• REQUIREMENT
The full data, repeated exactly, is the only answer needed.
=== Section Start ===
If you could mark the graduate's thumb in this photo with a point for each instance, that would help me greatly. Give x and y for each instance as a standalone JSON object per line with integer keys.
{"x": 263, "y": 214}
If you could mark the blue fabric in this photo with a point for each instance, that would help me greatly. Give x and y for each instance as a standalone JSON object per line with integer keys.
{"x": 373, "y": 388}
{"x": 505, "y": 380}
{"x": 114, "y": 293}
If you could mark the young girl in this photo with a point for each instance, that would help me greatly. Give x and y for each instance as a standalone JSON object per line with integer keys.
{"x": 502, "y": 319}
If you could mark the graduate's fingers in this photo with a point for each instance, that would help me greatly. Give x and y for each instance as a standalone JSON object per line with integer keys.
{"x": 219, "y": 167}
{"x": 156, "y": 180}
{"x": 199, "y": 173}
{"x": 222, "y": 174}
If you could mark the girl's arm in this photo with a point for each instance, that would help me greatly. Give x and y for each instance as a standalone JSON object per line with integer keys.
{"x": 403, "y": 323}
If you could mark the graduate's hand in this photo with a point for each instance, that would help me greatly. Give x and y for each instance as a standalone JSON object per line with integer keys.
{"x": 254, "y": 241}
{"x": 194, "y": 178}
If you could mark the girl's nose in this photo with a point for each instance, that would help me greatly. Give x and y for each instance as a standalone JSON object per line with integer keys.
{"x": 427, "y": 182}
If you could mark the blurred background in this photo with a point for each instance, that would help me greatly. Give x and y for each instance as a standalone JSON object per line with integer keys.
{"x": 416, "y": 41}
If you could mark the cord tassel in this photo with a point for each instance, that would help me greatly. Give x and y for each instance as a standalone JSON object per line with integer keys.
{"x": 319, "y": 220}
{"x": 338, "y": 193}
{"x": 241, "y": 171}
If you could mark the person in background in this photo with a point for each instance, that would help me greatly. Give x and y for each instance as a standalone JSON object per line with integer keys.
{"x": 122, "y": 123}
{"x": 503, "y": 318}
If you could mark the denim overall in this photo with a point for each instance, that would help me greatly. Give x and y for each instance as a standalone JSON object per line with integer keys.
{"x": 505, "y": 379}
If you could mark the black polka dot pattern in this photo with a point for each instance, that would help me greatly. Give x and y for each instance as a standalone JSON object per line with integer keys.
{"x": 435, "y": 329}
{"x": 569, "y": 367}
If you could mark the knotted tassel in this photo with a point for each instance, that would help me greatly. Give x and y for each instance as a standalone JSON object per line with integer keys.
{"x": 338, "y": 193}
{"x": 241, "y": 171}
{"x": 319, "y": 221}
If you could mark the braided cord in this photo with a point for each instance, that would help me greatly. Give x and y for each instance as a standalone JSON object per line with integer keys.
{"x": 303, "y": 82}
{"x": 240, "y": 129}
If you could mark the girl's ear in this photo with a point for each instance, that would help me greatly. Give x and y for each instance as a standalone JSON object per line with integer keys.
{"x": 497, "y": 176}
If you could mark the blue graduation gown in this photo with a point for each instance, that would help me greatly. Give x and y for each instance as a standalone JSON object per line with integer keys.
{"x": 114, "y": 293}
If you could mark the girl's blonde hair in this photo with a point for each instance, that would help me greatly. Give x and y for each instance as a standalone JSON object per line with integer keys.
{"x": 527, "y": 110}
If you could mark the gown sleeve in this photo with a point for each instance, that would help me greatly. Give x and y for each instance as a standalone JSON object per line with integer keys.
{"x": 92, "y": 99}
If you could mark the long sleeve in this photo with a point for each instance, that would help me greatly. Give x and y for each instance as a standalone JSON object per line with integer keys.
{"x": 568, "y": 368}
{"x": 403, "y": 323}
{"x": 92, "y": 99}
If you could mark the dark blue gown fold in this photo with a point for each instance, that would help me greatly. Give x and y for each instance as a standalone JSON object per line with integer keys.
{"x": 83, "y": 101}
=== Section End ===
• WRITTEN SOLUTION
If you could mark the graduate's thumb in this photo with a point for each instance, that would help me greatly. Give x and y for each instance as a standalone JSON object per line with integer keys.
{"x": 263, "y": 214}
If you could mark the blue fabric in this photo with a point for each instance, that would help me greatly. Give x and y for each instance as a standalone JSON object per line with integer keys.
{"x": 373, "y": 388}
{"x": 505, "y": 380}
{"x": 114, "y": 293}
If you could mark the young girl in this photo with a point for each instance, that would help me greatly. Give x and y for each instance as a standalone JSON object per line with integer keys.
{"x": 502, "y": 319}
If you could mark the graduate's fingers in this photo with a point for each instance, that would help me greatly. Give x and y for each instance as a standalone JSON object per line with integer keys.
{"x": 219, "y": 167}
{"x": 156, "y": 180}
{"x": 199, "y": 173}
{"x": 222, "y": 174}
If you could mark the girl's arm in this photo with a point for each instance, that would help me greatly. Give x and y for each instance as a standalone JSON object per line with integer keys.
{"x": 403, "y": 323}
If you could mark the graduate's hand in this photo with a point for each instance, that would help me greatly. Give x and y for each instance as a standalone JSON object per line with integer keys.
{"x": 254, "y": 241}
{"x": 194, "y": 178}
If you could mark the girl's nose in this photo with a point for each instance, that would help me greatly. Give x and y for each instance as a standalone JSON object per line with integer keys.
{"x": 427, "y": 182}
If you could mark the blurred background in this photo with a point for each instance, that would help me greatly. Give x and y for each instance as a standalone JSON object per line with integer keys.
{"x": 416, "y": 41}
If you could mark the cord tassel in this photo with a point for each instance, that would help me greatly. Give x and y for each instance as a standalone JSON object per line with integer keys.
{"x": 319, "y": 220}
{"x": 338, "y": 193}
{"x": 241, "y": 171}
If you could mark the person in background in this photo with a point for each instance, that would help me greatly. Give x and y for each instance as a standalone JSON object per line with integer keys.
{"x": 122, "y": 123}
{"x": 503, "y": 318}
If you could mark the denim overall in this photo with a point for each instance, that would help me greatly. Give x and y for each instance as a standalone JSON object per line with integer keys.
{"x": 505, "y": 379}
If you could mark the black polka dot pattern in this photo with a point for each instance, that would help me greatly. Give x and y for each instance as a standalone JSON object per line with integer keys.
{"x": 435, "y": 329}
{"x": 569, "y": 367}
If you could mark the knotted tassel in this photo with a point for each instance, that would help me greatly. Give x and y for each instance as a standalone JSON object per line with integer keys.
{"x": 338, "y": 193}
{"x": 241, "y": 171}
{"x": 319, "y": 221}
If you could mark the braided cord in this photo with a point for each instance, that would help me greatly. Give x and y for each instance as a standalone JSON object per line with integer keys.
{"x": 303, "y": 82}
{"x": 240, "y": 129}
If you could mark the girl's ear in this photo with a point for each instance, that would help me greatly. Give x and y for each instance as a standalone JSON object per line with integer keys.
{"x": 497, "y": 176}
If you could mark the blue graduation gown in this photo with a point for each instance, that would help me greatly. Give x and y for each instance as a standalone JSON object per line with integer keys.
{"x": 114, "y": 293}
If you could mark the girl's blonde hair in this photo with a point for each instance, that would help me greatly. Give x and y for each instance as a standalone JSON object per line with integer keys.
{"x": 527, "y": 110}
If you could mark the gown sleeve in this photo with a point for each instance, that would help me greatly. Give x and y for each instance as a standalone JSON object per line with integer keys.
{"x": 92, "y": 99}
If you could mark the long sleeve in this photo with a point for each instance, that would help me greatly. Give x and y for each instance as a standalone JSON object per line with integer keys.
{"x": 568, "y": 368}
{"x": 403, "y": 323}
{"x": 92, "y": 99}
If you could mark the dark blue gown fold in this photo with a point for each instance, that would help me greatly. Give x and y for each instance as a standalone JSON object per line with integer keys.
{"x": 83, "y": 101}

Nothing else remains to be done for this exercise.